#### Task
Write out every entry once more, character for character.

[Records from a data source]
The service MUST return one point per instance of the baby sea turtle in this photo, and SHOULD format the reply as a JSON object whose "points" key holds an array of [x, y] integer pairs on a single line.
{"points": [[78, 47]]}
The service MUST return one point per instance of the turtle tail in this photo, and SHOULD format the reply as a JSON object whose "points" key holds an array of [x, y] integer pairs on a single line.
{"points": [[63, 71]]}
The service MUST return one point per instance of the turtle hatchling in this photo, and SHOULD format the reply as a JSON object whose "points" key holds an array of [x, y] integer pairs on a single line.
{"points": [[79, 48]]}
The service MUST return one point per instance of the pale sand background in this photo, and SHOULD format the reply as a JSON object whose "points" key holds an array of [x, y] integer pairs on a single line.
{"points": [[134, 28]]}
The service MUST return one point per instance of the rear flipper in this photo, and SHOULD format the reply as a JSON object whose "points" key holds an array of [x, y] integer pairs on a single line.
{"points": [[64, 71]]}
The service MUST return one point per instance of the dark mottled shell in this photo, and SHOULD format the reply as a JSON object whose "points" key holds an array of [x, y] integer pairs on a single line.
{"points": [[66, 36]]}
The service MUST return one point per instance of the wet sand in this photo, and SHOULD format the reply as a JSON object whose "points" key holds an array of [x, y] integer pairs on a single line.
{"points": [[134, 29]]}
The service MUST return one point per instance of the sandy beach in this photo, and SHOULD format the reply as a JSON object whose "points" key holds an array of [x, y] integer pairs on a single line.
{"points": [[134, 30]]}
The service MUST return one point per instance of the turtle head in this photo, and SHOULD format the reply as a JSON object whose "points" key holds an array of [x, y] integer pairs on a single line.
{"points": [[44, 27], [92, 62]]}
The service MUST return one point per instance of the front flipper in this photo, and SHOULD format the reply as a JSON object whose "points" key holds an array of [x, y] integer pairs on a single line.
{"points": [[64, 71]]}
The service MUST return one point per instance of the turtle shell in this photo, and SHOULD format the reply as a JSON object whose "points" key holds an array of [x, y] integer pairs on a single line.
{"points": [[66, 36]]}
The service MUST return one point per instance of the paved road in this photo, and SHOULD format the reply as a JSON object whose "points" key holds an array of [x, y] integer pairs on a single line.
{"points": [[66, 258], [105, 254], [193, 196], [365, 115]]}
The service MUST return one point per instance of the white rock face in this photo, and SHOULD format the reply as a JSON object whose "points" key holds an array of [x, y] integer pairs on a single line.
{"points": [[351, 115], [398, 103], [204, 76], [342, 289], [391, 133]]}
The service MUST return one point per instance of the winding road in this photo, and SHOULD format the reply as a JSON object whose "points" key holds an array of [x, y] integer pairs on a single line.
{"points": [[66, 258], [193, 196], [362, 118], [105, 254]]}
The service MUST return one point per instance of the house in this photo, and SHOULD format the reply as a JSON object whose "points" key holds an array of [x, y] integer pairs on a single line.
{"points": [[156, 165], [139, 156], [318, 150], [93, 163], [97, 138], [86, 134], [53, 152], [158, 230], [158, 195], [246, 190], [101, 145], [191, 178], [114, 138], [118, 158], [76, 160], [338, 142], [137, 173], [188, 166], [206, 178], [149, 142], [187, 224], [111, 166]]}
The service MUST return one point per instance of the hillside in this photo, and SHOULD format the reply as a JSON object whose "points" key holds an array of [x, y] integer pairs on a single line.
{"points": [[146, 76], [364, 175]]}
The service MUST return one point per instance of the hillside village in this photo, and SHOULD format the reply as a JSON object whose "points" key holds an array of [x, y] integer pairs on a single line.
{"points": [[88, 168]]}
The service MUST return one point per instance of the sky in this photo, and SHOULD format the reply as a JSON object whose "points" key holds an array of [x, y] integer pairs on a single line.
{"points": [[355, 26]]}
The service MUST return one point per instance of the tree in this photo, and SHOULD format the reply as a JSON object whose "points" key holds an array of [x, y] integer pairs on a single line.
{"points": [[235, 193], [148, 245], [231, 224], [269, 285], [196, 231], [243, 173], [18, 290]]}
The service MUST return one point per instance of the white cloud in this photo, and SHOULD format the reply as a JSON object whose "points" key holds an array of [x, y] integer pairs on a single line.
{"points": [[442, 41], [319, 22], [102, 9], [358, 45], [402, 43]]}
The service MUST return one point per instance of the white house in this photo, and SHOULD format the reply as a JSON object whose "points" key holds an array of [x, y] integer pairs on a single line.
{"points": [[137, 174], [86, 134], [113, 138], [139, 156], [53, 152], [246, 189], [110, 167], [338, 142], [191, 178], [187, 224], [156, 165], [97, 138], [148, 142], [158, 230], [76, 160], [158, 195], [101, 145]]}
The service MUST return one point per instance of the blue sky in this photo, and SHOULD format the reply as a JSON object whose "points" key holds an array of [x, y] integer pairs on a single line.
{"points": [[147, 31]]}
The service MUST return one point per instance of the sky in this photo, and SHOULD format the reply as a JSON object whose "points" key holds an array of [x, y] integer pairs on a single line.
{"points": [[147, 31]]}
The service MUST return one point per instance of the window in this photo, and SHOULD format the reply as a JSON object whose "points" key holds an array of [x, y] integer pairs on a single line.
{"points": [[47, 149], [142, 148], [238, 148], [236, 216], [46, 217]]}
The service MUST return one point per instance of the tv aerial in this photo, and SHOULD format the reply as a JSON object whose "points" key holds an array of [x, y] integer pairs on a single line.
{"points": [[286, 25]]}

#### Response
The service MUST return one point per instance of the baby sea turtle in this photo, and SHOULD format the reply as a JSON object whose "points" key holds an array of [x, y] integer pairs on a single line.
{"points": [[78, 47]]}
The service MUST return one point per instance of the turtle tail in this photo, and SHOULD format the reply as a JSON object whose "points" key holds an array of [x, y] integer pairs on a single line.
{"points": [[63, 71]]}
The service MUST return one point per instance of the turtle hatchling in this photo, and SHOULD format the reply as a JSON object whose "points" key holds an array of [x, y] integer pairs on a single line.
{"points": [[79, 48]]}
The service MUST return one point per instance of the pale sand background in this photo, and SHOULD format the reply as a JSON object whose "points" key holds an array of [x, y] integer pairs on a single line.
{"points": [[134, 28]]}
The service MUST return one point per instance of the rear flipper in this photo, and SHOULD format the reply as a JSON object whose "points" key holds an array of [x, y] integer pairs on a single line.
{"points": [[64, 71]]}
The service MUST return one point per instance of the dark mottled shell in this photo, and SHOULD format the reply as a JSON object whose "points" key holds an array of [x, y] integer pairs on a single line.
{"points": [[66, 36]]}
The service MUST return one point per instance of the wet sand in this photo, and SHOULD format the reply as a JSON object whose "points" key holds an array of [x, y] integer pairs on a single line.
{"points": [[134, 29]]}
The service MUST return one point per instance of the sandy beach in this photo, and SHOULD format the reply as a JSON object whose "points" key holds an array of [x, y] integer pairs on a single line.
{"points": [[134, 30]]}
The service MUST return one point per instance of the turtle head in this photo, and SHOULD format the reply as a JSON object whose "points" key holds an array of [x, y] integer pairs on a single line.
{"points": [[44, 27], [92, 62]]}
The service MUST return one point per instance of the front flipper in this photo, and SHOULD format the reply as a JSON object whose "points" key holds an array of [x, y] integer pairs on a single line.
{"points": [[64, 71]]}
The service MUST return one point per instance of the turtle shell in this photo, and SHOULD format the reply as a JSON object whose "points" key holds an array of [x, y] integer pairs on a single line.
{"points": [[66, 36]]}
The service MUST return one point per instance of the paved road in this photo, and SHOULD format the reply as a JSON object whose "points" key holds an array of [x, y] integer pairs on a single line.
{"points": [[66, 258], [105, 254], [193, 196], [365, 115]]}
The service MUST return one point per instance of the white rock face in this photo, and SHOULD format the reply as a JSON object whose "points" key holds an array of [x, y] integer pairs on a single line.
{"points": [[351, 115], [398, 103], [204, 76], [342, 289], [391, 133]]}
The service MUST return one point per instance of the winding road in this photo, and SHOULD format the reply as a JSON object whose "points" key holds an array of [x, y] integer pairs on a single line.
{"points": [[66, 258], [193, 196], [362, 118], [105, 254]]}
The service MUST return one point per instance of the house in this photo, and SHOULD format the reply as a JSON object whose "points" key holds an array of [x, y] integer pairs on a single line.
{"points": [[156, 165], [139, 156], [318, 150], [93, 163], [97, 138], [86, 134], [53, 152], [158, 230], [158, 195], [246, 190], [101, 145], [191, 178], [114, 138], [118, 158], [76, 160], [338, 142], [137, 173], [188, 166], [206, 178], [149, 142], [187, 224], [111, 166]]}
The service MUST return one point per instance of the hillside in this photo, and SHOULD format the reply as a JSON object whose "points" key holds an array of [x, y] integer pairs on a single line.
{"points": [[146, 76], [364, 175]]}
The service MUST return one point per instance of the hillside village in this photo, and SHOULD format the reply as a JSON object whose "points" key holds an array of [x, y] integer pairs on a single line.
{"points": [[88, 168]]}
The service MUST return one point per instance of the sky in this photo, and SHOULD format the reply as a JSON object whose "points" key holds an array of [x, y] integer pairs on a single line.
{"points": [[355, 26]]}
The service MUST return one point per instance of the tree in this photo, and SHOULD format the reply as a JSON object whose "points" key holds an array of [x, y] integer pairs on a single line.
{"points": [[235, 193], [148, 245], [231, 224], [269, 285], [196, 231], [243, 173], [18, 290]]}
The service MUST return one point per instance of the white cloud in this photo, and SHOULD format the reply as a JSON object whose "points" key holds an array of [x, y] integer pairs on a single line.
{"points": [[442, 41], [319, 22], [102, 9], [358, 45], [402, 43]]}
The service MUST return one point per instance of the white house in this photo, and SHOULD format the reply as a JSON object whose "points" key holds an array of [x, y] integer pairs on a single line.
{"points": [[137, 174], [86, 134], [113, 138], [139, 156], [53, 152], [246, 189], [110, 167], [338, 142], [191, 178], [187, 224], [156, 165], [97, 138], [148, 142], [158, 230], [76, 160], [158, 195], [101, 145]]}
The service MUST return one point per instance of the blue sky in this photo, and SHOULD format the reply as a JSON object whose "points" key holds an array of [x, y] integer pairs on a single line.
{"points": [[147, 31]]}
The service MUST return one point per instance of the sky in this photo, and SHOULD format the reply as a JSON object whose "points" key holds an array of [x, y] integer pairs on a single line.
{"points": [[147, 31]]}
The service MUST return one point per instance of the window in this photo, and SHOULD format the reply as a JSON object whose "points" key holds an array of [x, y] integer pairs on a single line.
{"points": [[47, 149], [142, 148], [238, 148], [236, 216], [46, 217]]}
The service MUST return one point per instance of the tv aerial in this photo, and SHOULD format the reply as a JSON object whose "points" key holds an array of [x, y] integer pairs on a single line.
{"points": [[286, 25]]}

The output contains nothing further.